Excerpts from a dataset
************
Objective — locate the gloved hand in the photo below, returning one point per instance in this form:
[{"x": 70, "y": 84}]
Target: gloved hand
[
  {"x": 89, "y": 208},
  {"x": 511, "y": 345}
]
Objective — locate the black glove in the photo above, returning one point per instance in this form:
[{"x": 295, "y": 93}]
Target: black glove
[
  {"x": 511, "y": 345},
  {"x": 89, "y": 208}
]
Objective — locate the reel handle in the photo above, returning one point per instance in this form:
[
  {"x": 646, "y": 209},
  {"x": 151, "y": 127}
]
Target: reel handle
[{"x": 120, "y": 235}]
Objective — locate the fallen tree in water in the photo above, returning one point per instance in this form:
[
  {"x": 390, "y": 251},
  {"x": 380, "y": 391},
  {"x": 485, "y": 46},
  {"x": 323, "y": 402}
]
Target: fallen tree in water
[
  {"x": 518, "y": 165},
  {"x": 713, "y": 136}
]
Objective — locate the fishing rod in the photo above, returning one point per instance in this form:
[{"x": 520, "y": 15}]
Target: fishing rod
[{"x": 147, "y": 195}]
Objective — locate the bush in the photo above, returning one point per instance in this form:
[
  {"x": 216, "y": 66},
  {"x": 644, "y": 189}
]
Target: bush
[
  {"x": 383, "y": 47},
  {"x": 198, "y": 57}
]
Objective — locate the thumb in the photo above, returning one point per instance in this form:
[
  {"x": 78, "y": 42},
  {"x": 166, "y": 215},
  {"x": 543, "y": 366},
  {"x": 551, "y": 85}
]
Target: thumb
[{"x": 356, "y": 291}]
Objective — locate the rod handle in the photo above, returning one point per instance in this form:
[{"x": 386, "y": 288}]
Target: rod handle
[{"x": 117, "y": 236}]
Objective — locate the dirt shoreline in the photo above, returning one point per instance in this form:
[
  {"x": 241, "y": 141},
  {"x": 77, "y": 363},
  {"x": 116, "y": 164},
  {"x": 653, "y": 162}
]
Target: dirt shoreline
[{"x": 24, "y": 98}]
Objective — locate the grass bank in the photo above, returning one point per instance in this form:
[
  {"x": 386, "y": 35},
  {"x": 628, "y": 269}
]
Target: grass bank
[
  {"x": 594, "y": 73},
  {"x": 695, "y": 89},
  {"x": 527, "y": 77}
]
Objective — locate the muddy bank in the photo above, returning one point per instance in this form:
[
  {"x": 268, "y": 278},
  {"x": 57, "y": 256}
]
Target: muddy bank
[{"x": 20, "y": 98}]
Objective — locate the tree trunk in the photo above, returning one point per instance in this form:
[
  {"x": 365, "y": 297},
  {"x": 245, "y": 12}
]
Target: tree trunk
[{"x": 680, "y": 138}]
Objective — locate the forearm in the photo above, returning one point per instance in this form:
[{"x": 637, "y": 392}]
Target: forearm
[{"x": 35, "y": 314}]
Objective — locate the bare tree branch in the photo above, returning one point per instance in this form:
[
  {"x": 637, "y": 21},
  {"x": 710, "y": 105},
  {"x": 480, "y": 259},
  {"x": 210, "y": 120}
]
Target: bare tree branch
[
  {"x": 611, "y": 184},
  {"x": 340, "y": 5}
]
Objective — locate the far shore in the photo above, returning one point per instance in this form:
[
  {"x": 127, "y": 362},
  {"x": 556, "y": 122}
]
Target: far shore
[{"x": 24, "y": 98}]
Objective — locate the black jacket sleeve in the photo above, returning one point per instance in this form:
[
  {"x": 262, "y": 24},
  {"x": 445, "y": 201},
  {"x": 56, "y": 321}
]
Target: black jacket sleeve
************
**EXERCISE GOAL**
The data given before this task must be transcribed exactly and in full.

**ANSWER SECTION**
Objective — locate the gloved hand in the photo below, returning one point per instance in this form:
[{"x": 70, "y": 84}]
Target: gloved hand
[
  {"x": 89, "y": 208},
  {"x": 511, "y": 345}
]
Objective — locate the black glove in the photo above, returning one point per instance in this form:
[{"x": 295, "y": 93}]
Target: black glove
[
  {"x": 511, "y": 345},
  {"x": 89, "y": 208}
]
Objective — locate the reel handle in the photo above, returning one point per instance in this form:
[
  {"x": 646, "y": 209},
  {"x": 151, "y": 127}
]
Target: reel handle
[{"x": 120, "y": 235}]
Objective — locate the fallen tree in water in the photo above, returning one point per instance in this form:
[
  {"x": 390, "y": 251},
  {"x": 380, "y": 391},
  {"x": 485, "y": 46},
  {"x": 323, "y": 402}
]
Target: fallen tree in water
[
  {"x": 518, "y": 165},
  {"x": 713, "y": 136}
]
Objective — locate the fishing rod in the photo above, returning one point per instance in this form:
[{"x": 520, "y": 15}]
Target: fishing rod
[{"x": 147, "y": 195}]
Objective — locate the bush in the photo above, returning one point per instance in this form:
[
  {"x": 216, "y": 66},
  {"x": 644, "y": 189}
]
Target: bush
[
  {"x": 383, "y": 47},
  {"x": 198, "y": 57}
]
Objective — locate the thumb in the photo above, returning one point per instance in this form:
[
  {"x": 78, "y": 42},
  {"x": 166, "y": 215},
  {"x": 543, "y": 366},
  {"x": 551, "y": 85}
]
Target: thumb
[{"x": 356, "y": 291}]
Objective — locate the rod handle in the photo above, returning one point per instance in this form:
[{"x": 386, "y": 288}]
Target: rod handle
[{"x": 117, "y": 236}]
Objective — locate the dirt shoreline in the photo above, returning one point per instance in this form:
[
  {"x": 241, "y": 141},
  {"x": 77, "y": 363},
  {"x": 116, "y": 164},
  {"x": 653, "y": 162}
]
Target: dirt shoreline
[{"x": 24, "y": 98}]
Objective — locate the grass bank in the photo above, returning one point per instance in this form:
[
  {"x": 386, "y": 35},
  {"x": 628, "y": 269}
]
Target: grass bank
[
  {"x": 594, "y": 73},
  {"x": 695, "y": 89},
  {"x": 527, "y": 77}
]
Objective — locate the muddy bank in the photo above, returning one point per instance in this form:
[
  {"x": 268, "y": 278},
  {"x": 57, "y": 256}
]
Target: muddy bank
[{"x": 20, "y": 98}]
Objective — locate the tree trunk in the photo above, returning one point per instance in this form:
[
  {"x": 365, "y": 297},
  {"x": 245, "y": 12}
]
Target: tree trunk
[{"x": 680, "y": 138}]
Objective — locate the forearm in the photo above, returning one point per instance in this form:
[{"x": 637, "y": 392}]
Target: forearm
[{"x": 35, "y": 314}]
Objective — locate the bare tree branch in the photo above, returning one point per instance in this form:
[
  {"x": 637, "y": 21},
  {"x": 710, "y": 105},
  {"x": 480, "y": 259},
  {"x": 210, "y": 120}
]
Target: bare tree branch
[
  {"x": 611, "y": 184},
  {"x": 340, "y": 5}
]
Objective — locate the far shore in the photo above, returning one point per instance in this form:
[
  {"x": 127, "y": 362},
  {"x": 556, "y": 122}
]
Target: far shore
[{"x": 24, "y": 98}]
Objective — locate the black jacket sleeve in the photo above, returning one point per instance in this form:
[
  {"x": 262, "y": 24},
  {"x": 445, "y": 201},
  {"x": 56, "y": 321}
]
Target: black jacket sleeve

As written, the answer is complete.